Available data: Begin
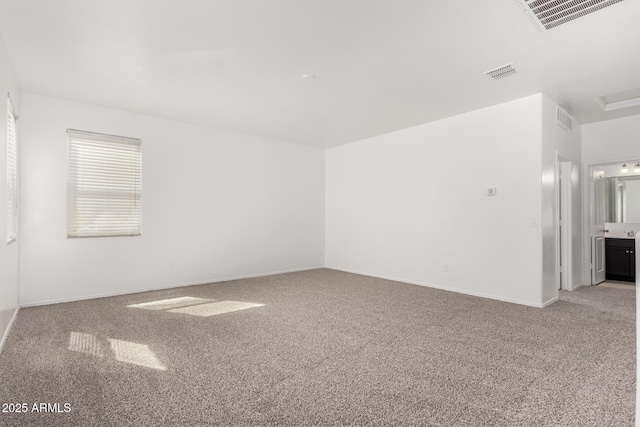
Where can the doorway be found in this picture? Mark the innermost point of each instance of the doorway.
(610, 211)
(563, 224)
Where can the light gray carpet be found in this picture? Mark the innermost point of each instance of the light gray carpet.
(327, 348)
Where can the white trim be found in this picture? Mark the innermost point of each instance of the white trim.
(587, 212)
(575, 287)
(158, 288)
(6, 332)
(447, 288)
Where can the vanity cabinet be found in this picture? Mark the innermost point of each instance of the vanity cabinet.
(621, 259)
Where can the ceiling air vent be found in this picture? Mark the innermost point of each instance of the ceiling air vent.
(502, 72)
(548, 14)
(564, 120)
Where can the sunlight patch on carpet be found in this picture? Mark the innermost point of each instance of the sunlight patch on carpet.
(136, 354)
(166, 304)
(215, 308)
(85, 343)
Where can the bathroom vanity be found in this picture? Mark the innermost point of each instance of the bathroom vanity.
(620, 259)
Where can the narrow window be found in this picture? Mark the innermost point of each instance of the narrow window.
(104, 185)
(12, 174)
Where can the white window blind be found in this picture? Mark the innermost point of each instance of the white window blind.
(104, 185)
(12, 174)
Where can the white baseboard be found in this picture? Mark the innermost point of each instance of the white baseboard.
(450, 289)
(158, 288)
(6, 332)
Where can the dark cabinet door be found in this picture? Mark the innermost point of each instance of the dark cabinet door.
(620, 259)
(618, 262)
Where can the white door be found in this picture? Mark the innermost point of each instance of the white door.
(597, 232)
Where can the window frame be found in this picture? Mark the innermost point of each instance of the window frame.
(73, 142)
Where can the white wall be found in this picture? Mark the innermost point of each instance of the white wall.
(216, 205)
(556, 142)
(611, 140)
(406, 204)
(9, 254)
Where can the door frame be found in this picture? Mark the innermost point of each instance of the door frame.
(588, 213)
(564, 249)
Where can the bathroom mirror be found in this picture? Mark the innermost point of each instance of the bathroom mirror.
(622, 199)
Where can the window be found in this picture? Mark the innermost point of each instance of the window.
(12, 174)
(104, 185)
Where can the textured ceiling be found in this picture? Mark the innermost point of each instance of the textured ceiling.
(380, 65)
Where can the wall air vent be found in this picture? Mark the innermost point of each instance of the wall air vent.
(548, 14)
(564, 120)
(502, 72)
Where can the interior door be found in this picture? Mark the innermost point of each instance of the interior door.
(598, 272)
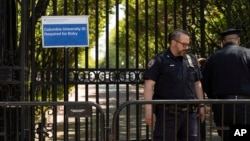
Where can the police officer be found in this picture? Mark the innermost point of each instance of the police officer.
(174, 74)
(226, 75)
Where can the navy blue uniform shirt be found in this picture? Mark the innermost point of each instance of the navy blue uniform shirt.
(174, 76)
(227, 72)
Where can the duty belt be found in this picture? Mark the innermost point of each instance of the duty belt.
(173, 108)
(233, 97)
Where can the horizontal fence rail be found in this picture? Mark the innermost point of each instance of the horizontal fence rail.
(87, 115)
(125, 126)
Available data: End
Available data: Begin
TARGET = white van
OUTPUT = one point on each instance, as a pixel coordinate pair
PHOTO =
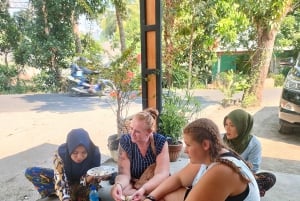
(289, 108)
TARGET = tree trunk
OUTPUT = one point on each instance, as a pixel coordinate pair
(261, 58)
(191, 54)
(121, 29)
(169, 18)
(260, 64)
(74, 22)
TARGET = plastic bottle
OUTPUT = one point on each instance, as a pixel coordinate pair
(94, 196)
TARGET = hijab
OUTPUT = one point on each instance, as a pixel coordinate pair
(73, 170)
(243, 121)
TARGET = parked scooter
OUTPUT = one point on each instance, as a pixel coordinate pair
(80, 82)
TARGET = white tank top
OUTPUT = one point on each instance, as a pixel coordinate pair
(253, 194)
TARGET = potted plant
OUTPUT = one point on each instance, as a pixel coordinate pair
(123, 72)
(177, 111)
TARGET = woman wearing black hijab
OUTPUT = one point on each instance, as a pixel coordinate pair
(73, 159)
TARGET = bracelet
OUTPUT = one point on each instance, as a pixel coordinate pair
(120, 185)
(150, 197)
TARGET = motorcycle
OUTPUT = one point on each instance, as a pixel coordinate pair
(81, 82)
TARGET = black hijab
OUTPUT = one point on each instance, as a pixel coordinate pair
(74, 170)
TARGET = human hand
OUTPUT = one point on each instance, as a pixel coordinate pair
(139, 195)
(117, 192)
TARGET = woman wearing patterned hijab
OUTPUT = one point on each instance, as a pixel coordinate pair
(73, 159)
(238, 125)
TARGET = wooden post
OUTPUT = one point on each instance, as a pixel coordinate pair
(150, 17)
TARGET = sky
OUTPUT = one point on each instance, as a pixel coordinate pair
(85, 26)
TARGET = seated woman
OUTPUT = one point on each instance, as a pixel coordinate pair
Available data: End
Available data: Begin
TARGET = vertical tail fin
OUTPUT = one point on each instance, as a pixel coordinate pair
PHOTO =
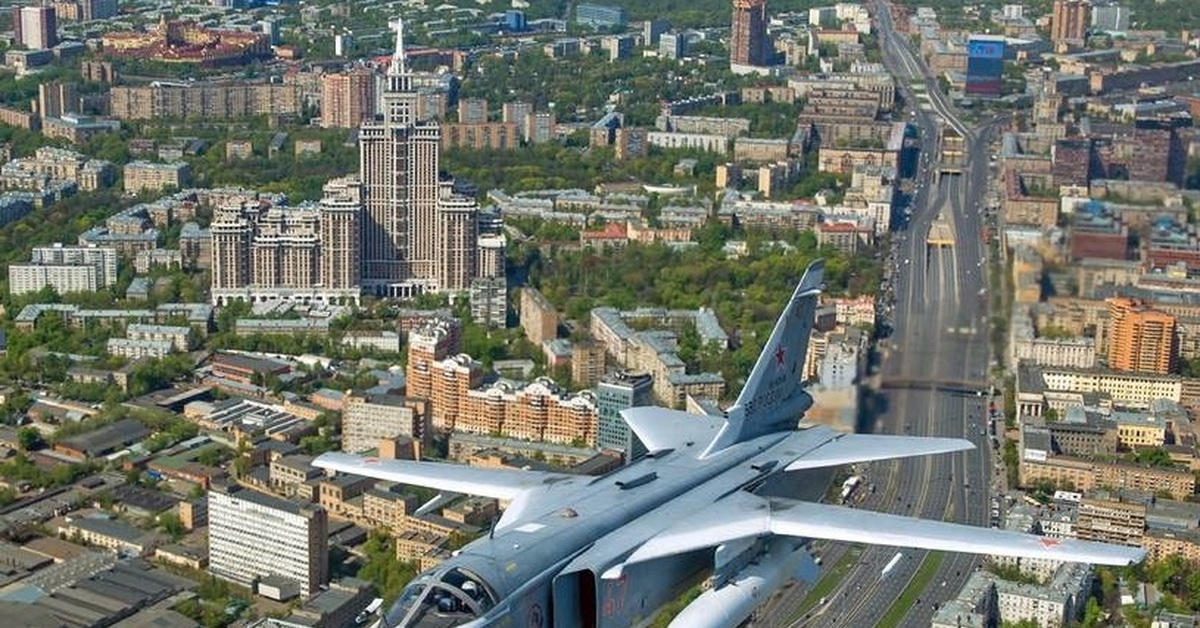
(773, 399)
Available data: End
> Work required: Which lines in the entries above contain "woman"? Pull each of them out.

> Worked solution:
TARGET = woman wearing black hijab
TARGET = woman wearing patterned hijab
TARGET = seated woman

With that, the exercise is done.